* _The problem_:
Look at the data below and print exactly the lines from its first line through the line with "note: there is no xmlns attribute"; the pictures stay out of the copy.

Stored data
╭──

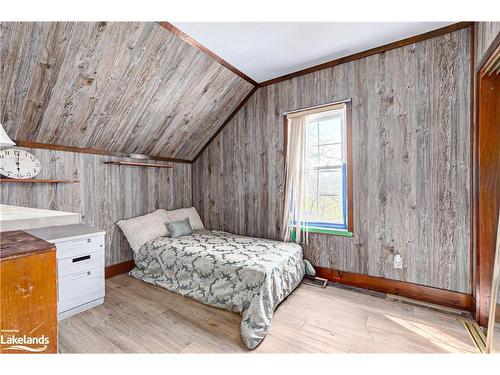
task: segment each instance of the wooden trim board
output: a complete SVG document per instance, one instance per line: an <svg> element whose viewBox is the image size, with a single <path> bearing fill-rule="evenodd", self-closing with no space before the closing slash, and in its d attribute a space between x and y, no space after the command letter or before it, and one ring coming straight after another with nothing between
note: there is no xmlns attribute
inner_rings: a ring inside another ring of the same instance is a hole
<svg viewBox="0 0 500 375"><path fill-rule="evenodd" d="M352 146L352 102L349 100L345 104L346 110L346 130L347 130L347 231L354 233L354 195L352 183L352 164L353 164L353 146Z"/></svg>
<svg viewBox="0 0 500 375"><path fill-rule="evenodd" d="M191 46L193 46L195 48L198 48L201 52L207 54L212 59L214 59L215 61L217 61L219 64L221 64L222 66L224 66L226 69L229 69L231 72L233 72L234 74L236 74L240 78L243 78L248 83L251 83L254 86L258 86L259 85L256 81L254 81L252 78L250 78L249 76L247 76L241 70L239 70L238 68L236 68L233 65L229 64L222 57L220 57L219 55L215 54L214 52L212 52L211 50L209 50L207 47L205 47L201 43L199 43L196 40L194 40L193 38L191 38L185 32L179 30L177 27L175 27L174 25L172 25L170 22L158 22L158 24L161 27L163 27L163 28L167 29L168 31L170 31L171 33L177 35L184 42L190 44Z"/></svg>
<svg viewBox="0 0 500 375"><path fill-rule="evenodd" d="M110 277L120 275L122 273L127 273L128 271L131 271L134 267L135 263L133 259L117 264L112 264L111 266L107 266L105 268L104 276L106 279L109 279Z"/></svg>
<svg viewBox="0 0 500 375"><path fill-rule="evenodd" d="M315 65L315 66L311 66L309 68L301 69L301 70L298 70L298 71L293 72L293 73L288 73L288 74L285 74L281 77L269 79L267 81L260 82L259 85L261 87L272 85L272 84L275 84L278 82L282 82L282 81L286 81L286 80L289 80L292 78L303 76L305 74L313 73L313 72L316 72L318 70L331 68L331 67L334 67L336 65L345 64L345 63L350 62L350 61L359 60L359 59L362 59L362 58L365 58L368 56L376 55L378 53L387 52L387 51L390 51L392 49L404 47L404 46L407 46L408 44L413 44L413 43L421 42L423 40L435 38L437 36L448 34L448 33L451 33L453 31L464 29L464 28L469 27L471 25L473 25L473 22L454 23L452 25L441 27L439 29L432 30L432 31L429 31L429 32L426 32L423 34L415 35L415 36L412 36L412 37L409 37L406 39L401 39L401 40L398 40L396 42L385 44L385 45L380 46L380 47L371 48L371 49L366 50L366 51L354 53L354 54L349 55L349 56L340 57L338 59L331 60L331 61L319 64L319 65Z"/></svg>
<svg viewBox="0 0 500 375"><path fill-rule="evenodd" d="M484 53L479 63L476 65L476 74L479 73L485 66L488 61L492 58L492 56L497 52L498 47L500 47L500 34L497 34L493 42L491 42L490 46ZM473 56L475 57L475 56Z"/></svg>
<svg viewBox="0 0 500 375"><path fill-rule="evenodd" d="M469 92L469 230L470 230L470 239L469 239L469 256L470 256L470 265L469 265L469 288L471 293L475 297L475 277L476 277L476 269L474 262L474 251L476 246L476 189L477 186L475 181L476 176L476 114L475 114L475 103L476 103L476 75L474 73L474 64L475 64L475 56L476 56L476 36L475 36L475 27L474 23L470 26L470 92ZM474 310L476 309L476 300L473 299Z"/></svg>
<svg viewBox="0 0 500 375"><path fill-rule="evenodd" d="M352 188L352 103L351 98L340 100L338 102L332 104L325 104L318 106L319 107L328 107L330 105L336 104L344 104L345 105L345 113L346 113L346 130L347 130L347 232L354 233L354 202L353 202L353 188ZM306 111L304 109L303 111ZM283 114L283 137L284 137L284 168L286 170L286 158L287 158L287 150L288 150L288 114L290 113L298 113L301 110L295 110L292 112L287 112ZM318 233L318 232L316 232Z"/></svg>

╰──

* _Task result_:
task: segment each instance of the wooden trim board
output: a complete SVG document per instance, one instance per line: an <svg> element whose viewBox is the image size, with a single <path> bearing fill-rule="evenodd", self-closing with no space before the closing slash, and in its d attribute a space between x and y, no space after the command letter or before it, and one ring coming straight after another with nothing between
note: there is no xmlns attribute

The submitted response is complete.